## Source information
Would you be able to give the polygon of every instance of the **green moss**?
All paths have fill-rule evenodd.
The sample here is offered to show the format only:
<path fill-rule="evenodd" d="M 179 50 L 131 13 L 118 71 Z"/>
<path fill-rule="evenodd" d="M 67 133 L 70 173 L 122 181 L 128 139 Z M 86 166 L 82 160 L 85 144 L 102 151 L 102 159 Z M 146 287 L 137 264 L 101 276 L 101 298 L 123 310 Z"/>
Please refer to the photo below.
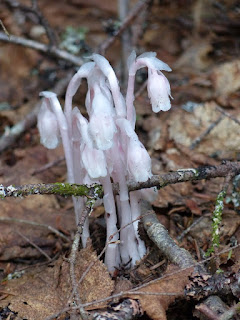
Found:
<path fill-rule="evenodd" d="M 79 185 L 75 183 L 55 183 L 51 189 L 54 194 L 61 196 L 90 196 L 93 198 L 101 198 L 103 195 L 103 188 L 100 185 Z"/>
<path fill-rule="evenodd" d="M 224 199 L 226 197 L 226 191 L 221 191 L 216 200 L 215 210 L 213 211 L 212 218 L 212 245 L 208 249 L 206 256 L 210 256 L 211 253 L 215 252 L 215 248 L 220 245 L 220 231 L 219 227 L 222 222 L 222 212 L 224 208 Z"/>

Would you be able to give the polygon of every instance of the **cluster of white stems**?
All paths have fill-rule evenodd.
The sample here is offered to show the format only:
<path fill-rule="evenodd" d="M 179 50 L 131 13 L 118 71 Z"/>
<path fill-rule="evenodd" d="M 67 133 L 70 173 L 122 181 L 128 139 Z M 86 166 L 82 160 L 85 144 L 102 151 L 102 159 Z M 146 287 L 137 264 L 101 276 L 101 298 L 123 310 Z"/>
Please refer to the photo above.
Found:
<path fill-rule="evenodd" d="M 126 99 L 120 92 L 118 80 L 109 62 L 99 54 L 93 54 L 91 62 L 80 67 L 71 79 L 65 99 L 64 111 L 55 93 L 41 93 L 43 101 L 38 115 L 41 143 L 54 149 L 62 141 L 68 181 L 78 184 L 100 183 L 104 188 L 103 204 L 108 245 L 105 263 L 110 272 L 121 264 L 134 265 L 146 253 L 146 247 L 138 233 L 139 201 L 151 200 L 155 191 L 128 192 L 127 181 L 147 181 L 151 173 L 151 159 L 135 133 L 136 112 L 134 82 L 138 69 L 148 68 L 148 95 L 154 112 L 170 109 L 170 85 L 160 70 L 170 67 L 148 52 L 136 57 L 132 52 L 128 59 L 129 80 Z M 86 119 L 72 99 L 81 80 L 87 79 Z M 114 196 L 112 182 L 119 184 L 119 196 Z M 83 212 L 85 199 L 73 197 L 76 223 Z M 127 226 L 126 226 L 127 225 Z M 121 228 L 120 235 L 117 228 Z M 82 244 L 89 237 L 88 219 L 84 225 Z"/>

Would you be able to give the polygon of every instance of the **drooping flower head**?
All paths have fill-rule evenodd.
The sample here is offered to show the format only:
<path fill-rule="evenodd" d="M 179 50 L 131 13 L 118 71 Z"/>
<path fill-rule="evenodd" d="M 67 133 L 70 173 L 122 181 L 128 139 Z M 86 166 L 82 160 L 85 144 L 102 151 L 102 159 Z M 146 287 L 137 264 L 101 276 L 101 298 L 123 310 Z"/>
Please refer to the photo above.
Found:
<path fill-rule="evenodd" d="M 40 111 L 38 113 L 38 130 L 40 133 L 40 141 L 44 147 L 55 149 L 60 143 L 60 131 L 56 115 L 52 112 L 49 102 L 44 99 L 42 101 Z"/>
<path fill-rule="evenodd" d="M 167 111 L 171 108 L 170 85 L 167 78 L 160 70 L 172 71 L 171 68 L 163 61 L 156 58 L 155 52 L 146 52 L 136 58 L 133 51 L 128 58 L 129 80 L 127 91 L 127 118 L 135 127 L 135 108 L 134 101 L 134 81 L 137 70 L 148 68 L 148 96 L 152 104 L 153 112 Z"/>
<path fill-rule="evenodd" d="M 89 133 L 97 149 L 108 150 L 113 145 L 113 137 L 117 131 L 114 121 L 116 114 L 112 100 L 98 86 L 94 87 L 91 110 Z"/>

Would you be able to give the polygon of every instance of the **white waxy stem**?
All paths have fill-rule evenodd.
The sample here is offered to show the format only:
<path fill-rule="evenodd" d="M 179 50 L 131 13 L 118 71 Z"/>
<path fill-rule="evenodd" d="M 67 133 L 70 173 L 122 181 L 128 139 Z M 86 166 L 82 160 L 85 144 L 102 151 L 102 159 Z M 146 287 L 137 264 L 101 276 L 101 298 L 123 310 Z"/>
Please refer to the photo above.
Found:
<path fill-rule="evenodd" d="M 131 214 L 132 214 L 132 221 L 133 222 L 133 229 L 135 232 L 135 237 L 137 239 L 137 248 L 138 248 L 138 253 L 140 255 L 140 258 L 142 259 L 143 256 L 146 254 L 146 246 L 144 241 L 140 238 L 139 232 L 138 232 L 138 224 L 139 224 L 139 216 L 141 212 L 140 208 L 140 200 L 142 198 L 142 194 L 140 192 L 141 190 L 137 191 L 132 191 L 130 192 L 130 206 L 131 206 Z M 138 219 L 138 220 L 137 220 Z"/>
<path fill-rule="evenodd" d="M 103 203 L 105 208 L 105 219 L 107 226 L 107 239 L 108 242 L 111 238 L 111 242 L 108 244 L 105 253 L 105 264 L 110 272 L 115 270 L 115 267 L 119 266 L 120 253 L 119 253 L 119 234 L 117 232 L 117 214 L 115 201 L 113 196 L 112 184 L 110 176 L 107 175 L 101 179 L 101 183 L 104 189 Z"/>

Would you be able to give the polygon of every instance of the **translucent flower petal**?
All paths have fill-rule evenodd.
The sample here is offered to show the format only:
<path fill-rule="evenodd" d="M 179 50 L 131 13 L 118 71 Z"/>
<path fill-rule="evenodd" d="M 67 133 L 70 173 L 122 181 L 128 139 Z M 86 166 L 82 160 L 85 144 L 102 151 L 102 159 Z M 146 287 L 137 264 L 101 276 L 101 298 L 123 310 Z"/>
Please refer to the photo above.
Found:
<path fill-rule="evenodd" d="M 141 59 L 141 58 L 152 58 L 152 57 L 156 57 L 156 55 L 157 55 L 156 52 L 152 52 L 152 51 L 144 52 L 144 53 L 140 54 L 140 56 L 138 56 L 138 59 Z"/>
<path fill-rule="evenodd" d="M 89 121 L 89 133 L 97 149 L 108 150 L 112 147 L 113 137 L 117 131 L 114 117 L 112 102 L 98 90 L 93 98 Z"/>
<path fill-rule="evenodd" d="M 162 73 L 149 70 L 147 89 L 153 112 L 168 111 L 171 108 L 170 85 Z"/>
<path fill-rule="evenodd" d="M 130 139 L 127 156 L 128 172 L 137 182 L 147 181 L 151 176 L 151 158 L 140 141 Z"/>
<path fill-rule="evenodd" d="M 155 57 L 137 58 L 137 62 L 139 64 L 138 69 L 148 67 L 154 70 L 172 71 L 169 65 Z"/>
<path fill-rule="evenodd" d="M 91 179 L 106 177 L 107 164 L 102 150 L 85 145 L 82 150 L 82 162 Z"/>
<path fill-rule="evenodd" d="M 48 108 L 47 101 L 43 100 L 38 113 L 38 130 L 41 143 L 48 149 L 55 149 L 60 142 L 60 131 L 55 114 Z"/>

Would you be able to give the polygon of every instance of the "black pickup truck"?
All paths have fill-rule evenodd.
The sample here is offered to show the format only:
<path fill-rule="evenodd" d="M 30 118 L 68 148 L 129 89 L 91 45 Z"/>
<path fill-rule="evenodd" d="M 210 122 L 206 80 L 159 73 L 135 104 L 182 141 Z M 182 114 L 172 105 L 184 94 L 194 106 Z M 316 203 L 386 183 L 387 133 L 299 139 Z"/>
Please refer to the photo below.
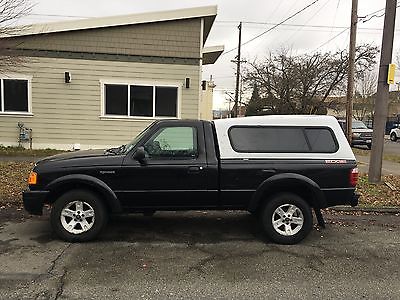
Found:
<path fill-rule="evenodd" d="M 247 210 L 284 244 L 312 229 L 312 208 L 357 205 L 356 160 L 335 118 L 264 116 L 157 120 L 118 148 L 39 161 L 26 210 L 52 206 L 67 241 L 95 238 L 110 214 Z"/>

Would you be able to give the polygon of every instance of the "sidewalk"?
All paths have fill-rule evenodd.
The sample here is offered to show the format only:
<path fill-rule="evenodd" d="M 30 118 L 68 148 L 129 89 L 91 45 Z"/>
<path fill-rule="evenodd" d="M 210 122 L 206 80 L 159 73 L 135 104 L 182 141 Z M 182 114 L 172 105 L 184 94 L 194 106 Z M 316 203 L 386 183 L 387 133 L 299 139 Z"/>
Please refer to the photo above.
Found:
<path fill-rule="evenodd" d="M 360 173 L 368 173 L 369 156 L 356 155 L 358 169 Z M 382 175 L 398 175 L 400 176 L 400 164 L 394 161 L 382 161 Z"/>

## Work task
For the entries above, please state how many lines contain the string "flower"; give the number and nothing else.

## Answer below
2